▸ Requirement A
Count the lines in the records below that contain the string "surface", and reply with the number alone.

▸ Document text
--- BEGIN ---

Tuesday, August 24, 2010

Hell of a year...

Satoshi Kon. Blue skies...


Thursday, August 5, 2010

More Reading Lists

Since people have asked, I figured I would take a few minutes to reference the material I used to design the world of BPRE.

The inception for what would become BPRE happened in a hotel bar in Philadelphia, PA in 2002. It was there that I met a man who would become a good friend until his death in May 2010. It was at this meeting that I first heard about DynCorp, a company that, among other things, provided special operations contractors to the US Government to assist in operations throughout Afghanistan.

We discussed what the environment was like that he worked in and some of the challenges they faced. This conversation would eventually inspire everything that BPRE would become over the next 8 years.

For me, whenever I am creating any fiction, I always start with a world. If people are a product of their environment, it stands to reason you need to design an environment before you can understand the people that would live there. The first titles that had a huge impact on the world the player would be walked through were:

Future Noir: The Making of Blade Runner

Evil Paradises: Dreamworlds of Neoliberalism

Blade Runner stands as “the” dystopian future city upon which all others are judged (though I like Otomo’s rendering of Neo-Tokyo in Akira a bit more). Looking at the thoughtfulness and care layered by Ridley Scott and his production team and applying that to trends in current urban sprawl gave birth to our concept of the city of New Basra. Part Basra, part Dubai - New Basra is a city being torn apart by oppositional and sometimes overlapping interests, where people are swept along by events of rather than driving them.

--- END ---

▸ Requirement B
Continue the blog post above about designing the world of BPRE, picking up right after its final sentence.

▸ Data to use
--- BEGIN ---

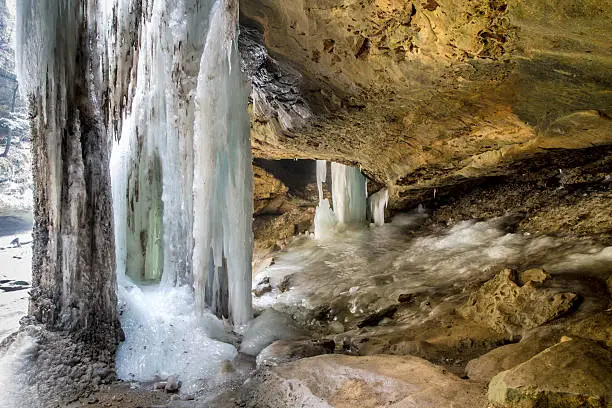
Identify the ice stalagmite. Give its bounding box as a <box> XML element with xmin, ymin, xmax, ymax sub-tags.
<box><xmin>193</xmin><ymin>0</ymin><xmax>253</xmax><ymax>325</ymax></box>
<box><xmin>317</xmin><ymin>160</ymin><xmax>327</xmax><ymax>203</ymax></box>
<box><xmin>314</xmin><ymin>160</ymin><xmax>367</xmax><ymax>239</ymax></box>
<box><xmin>368</xmin><ymin>188</ymin><xmax>389</xmax><ymax>225</ymax></box>
<box><xmin>314</xmin><ymin>160</ymin><xmax>338</xmax><ymax>239</ymax></box>
<box><xmin>331</xmin><ymin>163</ymin><xmax>367</xmax><ymax>225</ymax></box>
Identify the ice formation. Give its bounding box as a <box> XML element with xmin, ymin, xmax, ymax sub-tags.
<box><xmin>254</xmin><ymin>215</ymin><xmax>612</xmax><ymax>323</ymax></box>
<box><xmin>317</xmin><ymin>160</ymin><xmax>327</xmax><ymax>203</ymax></box>
<box><xmin>193</xmin><ymin>1</ymin><xmax>253</xmax><ymax>325</ymax></box>
<box><xmin>331</xmin><ymin>163</ymin><xmax>367</xmax><ymax>225</ymax></box>
<box><xmin>314</xmin><ymin>160</ymin><xmax>367</xmax><ymax>240</ymax></box>
<box><xmin>117</xmin><ymin>282</ymin><xmax>237</xmax><ymax>392</ymax></box>
<box><xmin>101</xmin><ymin>0</ymin><xmax>253</xmax><ymax>389</ymax></box>
<box><xmin>368</xmin><ymin>188</ymin><xmax>389</xmax><ymax>225</ymax></box>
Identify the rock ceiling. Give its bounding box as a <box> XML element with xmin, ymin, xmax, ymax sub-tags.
<box><xmin>241</xmin><ymin>0</ymin><xmax>612</xmax><ymax>207</ymax></box>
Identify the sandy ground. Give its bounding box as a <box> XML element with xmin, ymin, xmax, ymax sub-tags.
<box><xmin>0</xmin><ymin>216</ymin><xmax>32</xmax><ymax>342</ymax></box>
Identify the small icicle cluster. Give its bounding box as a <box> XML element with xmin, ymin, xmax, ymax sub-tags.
<box><xmin>368</xmin><ymin>188</ymin><xmax>389</xmax><ymax>225</ymax></box>
<box><xmin>314</xmin><ymin>160</ymin><xmax>389</xmax><ymax>236</ymax></box>
<box><xmin>314</xmin><ymin>160</ymin><xmax>376</xmax><ymax>240</ymax></box>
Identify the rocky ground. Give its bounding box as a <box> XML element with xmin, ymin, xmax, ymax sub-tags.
<box><xmin>72</xmin><ymin>167</ymin><xmax>612</xmax><ymax>408</ymax></box>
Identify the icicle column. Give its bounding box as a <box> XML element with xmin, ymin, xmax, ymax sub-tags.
<box><xmin>368</xmin><ymin>188</ymin><xmax>389</xmax><ymax>225</ymax></box>
<box><xmin>193</xmin><ymin>0</ymin><xmax>253</xmax><ymax>325</ymax></box>
<box><xmin>16</xmin><ymin>0</ymin><xmax>117</xmax><ymax>342</ymax></box>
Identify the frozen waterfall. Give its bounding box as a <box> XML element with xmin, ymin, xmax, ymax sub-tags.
<box><xmin>107</xmin><ymin>0</ymin><xmax>252</xmax><ymax>325</ymax></box>
<box><xmin>107</xmin><ymin>0</ymin><xmax>253</xmax><ymax>389</ymax></box>
<box><xmin>368</xmin><ymin>188</ymin><xmax>389</xmax><ymax>225</ymax></box>
<box><xmin>314</xmin><ymin>160</ymin><xmax>367</xmax><ymax>239</ymax></box>
<box><xmin>193</xmin><ymin>1</ymin><xmax>253</xmax><ymax>325</ymax></box>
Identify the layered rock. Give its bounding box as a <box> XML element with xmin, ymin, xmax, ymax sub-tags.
<box><xmin>241</xmin><ymin>0</ymin><xmax>612</xmax><ymax>208</ymax></box>
<box><xmin>214</xmin><ymin>355</ymin><xmax>486</xmax><ymax>408</ymax></box>
<box><xmin>458</xmin><ymin>269</ymin><xmax>578</xmax><ymax>336</ymax></box>
<box><xmin>488</xmin><ymin>338</ymin><xmax>612</xmax><ymax>408</ymax></box>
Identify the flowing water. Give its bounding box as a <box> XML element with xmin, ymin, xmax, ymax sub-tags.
<box><xmin>106</xmin><ymin>0</ymin><xmax>253</xmax><ymax>392</ymax></box>
<box><xmin>253</xmin><ymin>211</ymin><xmax>612</xmax><ymax>322</ymax></box>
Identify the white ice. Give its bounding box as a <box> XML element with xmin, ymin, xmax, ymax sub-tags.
<box><xmin>240</xmin><ymin>309</ymin><xmax>304</xmax><ymax>356</ymax></box>
<box><xmin>253</xmin><ymin>211</ymin><xmax>612</xmax><ymax>326</ymax></box>
<box><xmin>314</xmin><ymin>160</ymin><xmax>367</xmax><ymax>240</ymax></box>
<box><xmin>368</xmin><ymin>188</ymin><xmax>389</xmax><ymax>225</ymax></box>
<box><xmin>117</xmin><ymin>280</ymin><xmax>237</xmax><ymax>393</ymax></box>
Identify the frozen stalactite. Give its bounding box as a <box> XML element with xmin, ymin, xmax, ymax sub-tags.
<box><xmin>193</xmin><ymin>0</ymin><xmax>253</xmax><ymax>325</ymax></box>
<box><xmin>368</xmin><ymin>188</ymin><xmax>389</xmax><ymax>225</ymax></box>
<box><xmin>314</xmin><ymin>160</ymin><xmax>367</xmax><ymax>239</ymax></box>
<box><xmin>331</xmin><ymin>163</ymin><xmax>367</xmax><ymax>225</ymax></box>
<box><xmin>317</xmin><ymin>160</ymin><xmax>327</xmax><ymax>204</ymax></box>
<box><xmin>314</xmin><ymin>198</ymin><xmax>338</xmax><ymax>239</ymax></box>
<box><xmin>16</xmin><ymin>0</ymin><xmax>117</xmax><ymax>348</ymax></box>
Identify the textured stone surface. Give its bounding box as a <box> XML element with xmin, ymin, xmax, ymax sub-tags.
<box><xmin>241</xmin><ymin>0</ymin><xmax>612</xmax><ymax>207</ymax></box>
<box><xmin>257</xmin><ymin>340</ymin><xmax>335</xmax><ymax>367</ymax></box>
<box><xmin>488</xmin><ymin>339</ymin><xmax>612</xmax><ymax>408</ymax></box>
<box><xmin>458</xmin><ymin>269</ymin><xmax>578</xmax><ymax>336</ymax></box>
<box><xmin>465</xmin><ymin>311</ymin><xmax>612</xmax><ymax>382</ymax></box>
<box><xmin>212</xmin><ymin>355</ymin><xmax>486</xmax><ymax>408</ymax></box>
<box><xmin>253</xmin><ymin>166</ymin><xmax>293</xmax><ymax>215</ymax></box>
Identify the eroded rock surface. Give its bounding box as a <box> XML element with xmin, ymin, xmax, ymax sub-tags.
<box><xmin>240</xmin><ymin>0</ymin><xmax>612</xmax><ymax>208</ymax></box>
<box><xmin>488</xmin><ymin>339</ymin><xmax>612</xmax><ymax>408</ymax></box>
<box><xmin>458</xmin><ymin>269</ymin><xmax>578</xmax><ymax>336</ymax></box>
<box><xmin>257</xmin><ymin>340</ymin><xmax>335</xmax><ymax>367</ymax></box>
<box><xmin>212</xmin><ymin>355</ymin><xmax>486</xmax><ymax>408</ymax></box>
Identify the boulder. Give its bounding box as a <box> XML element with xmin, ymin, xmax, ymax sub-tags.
<box><xmin>212</xmin><ymin>354</ymin><xmax>486</xmax><ymax>408</ymax></box>
<box><xmin>520</xmin><ymin>268</ymin><xmax>550</xmax><ymax>285</ymax></box>
<box><xmin>465</xmin><ymin>311</ymin><xmax>612</xmax><ymax>382</ymax></box>
<box><xmin>457</xmin><ymin>269</ymin><xmax>578</xmax><ymax>337</ymax></box>
<box><xmin>488</xmin><ymin>339</ymin><xmax>612</xmax><ymax>408</ymax></box>
<box><xmin>465</xmin><ymin>328</ymin><xmax>561</xmax><ymax>382</ymax></box>
<box><xmin>240</xmin><ymin>309</ymin><xmax>305</xmax><ymax>356</ymax></box>
<box><xmin>257</xmin><ymin>340</ymin><xmax>336</xmax><ymax>367</ymax></box>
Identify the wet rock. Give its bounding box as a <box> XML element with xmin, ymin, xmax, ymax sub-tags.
<box><xmin>457</xmin><ymin>269</ymin><xmax>578</xmax><ymax>337</ymax></box>
<box><xmin>240</xmin><ymin>309</ymin><xmax>305</xmax><ymax>356</ymax></box>
<box><xmin>257</xmin><ymin>340</ymin><xmax>336</xmax><ymax>367</ymax></box>
<box><xmin>328</xmin><ymin>320</ymin><xmax>344</xmax><ymax>334</ymax></box>
<box><xmin>357</xmin><ymin>305</ymin><xmax>397</xmax><ymax>328</ymax></box>
<box><xmin>165</xmin><ymin>375</ymin><xmax>181</xmax><ymax>393</ymax></box>
<box><xmin>153</xmin><ymin>381</ymin><xmax>168</xmax><ymax>391</ymax></box>
<box><xmin>253</xmin><ymin>280</ymin><xmax>272</xmax><ymax>297</ymax></box>
<box><xmin>0</xmin><ymin>280</ymin><xmax>30</xmax><ymax>292</ymax></box>
<box><xmin>465</xmin><ymin>328</ymin><xmax>561</xmax><ymax>382</ymax></box>
<box><xmin>278</xmin><ymin>274</ymin><xmax>293</xmax><ymax>293</ymax></box>
<box><xmin>211</xmin><ymin>354</ymin><xmax>486</xmax><ymax>408</ymax></box>
<box><xmin>520</xmin><ymin>268</ymin><xmax>550</xmax><ymax>285</ymax></box>
<box><xmin>397</xmin><ymin>293</ymin><xmax>415</xmax><ymax>304</ymax></box>
<box><xmin>488</xmin><ymin>339</ymin><xmax>612</xmax><ymax>408</ymax></box>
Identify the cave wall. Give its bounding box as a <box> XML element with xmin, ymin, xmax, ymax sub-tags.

--- END ---

▸ Exercise answer A
2

▸ Exercise answer B
A place rife with conflicts is perfect for the kind of game we wanted to meet, now to figure out who was who and what were their motivations.

Being as the setting of the world was the Middle East, with an overwhelmingly Moslem population, I needed to expand my narrow understanding of Islam and it's history. A book I found very lucid and helpful was:

The Shia Revival: How Conflicts within Islam Will Shape the Future

The book gave me a great overview and taught me a whole lot I never really understood about Islam and it’s branches. From here, I started a deep dive into the entities I had identified as the main players in the story, specifically the Saudis, the various branches within the Shia Iraqi populace and the Iranians.

The Terrorists of Iraq: Inside the Strategy and Tactics of the Iraq Insurgency

Iran's Military Forces and Warfighting Capabilities: The Threat in the Northern Gulf (Praeger Security International)

The American House of Saud: The Secret Petrodollar Connection

Inside The Mirage: America's Fragile Partnership with Saudi Arabia

The Devil We Know: Dealing with the New Iranian Superpower

Republic of Fear: The Politics of Modern Iraq, Updated Edition

After reading all of these books and conducting dozens of interviews, it became clear to me, I did not have a deep enough understanding of how the Middle East and Central Asia, as we know them, even came to be. I found, what seems to be considered, the two authoratative works on the subject and read them.

A Peace to End All Peace: The Fall of the Ottoman Empire and the Creation of the Modern Middle East

The Great Game: The Struggle for Empire in Central Asia (Kodansha Globe)

These books are exhaustive. I normally read fiction/non-fiction at about 800 pages a week. These books took me almost a month to read each, and I was taking notes the entire time! If you want an understanding of how we got to where we are today, these books are a must, but YMMV :)

Throughout the process I had also been reading any books I could get my hands on about special mission units fighting insurgents, terrorists, nacro-cartels, revolutionaries, etc. The stand outs that I found to be the most helpful when designing our specific game were:

Killer Elite: The Inside Story of America's Most Secret Special Operations Team

Warfare by Other Means: South Africa in the 1980s and 1990s

Task Force Black

WAR DOG: Fighting Other People's Wars -The Modern Mercenary in Combat

There were tons of others detailing brutal and painful struggles, such as Sean Naylor’s “Not a Good Day to Die” but the material in that, and other great books, did not ultimately have much of an impact on this specific project.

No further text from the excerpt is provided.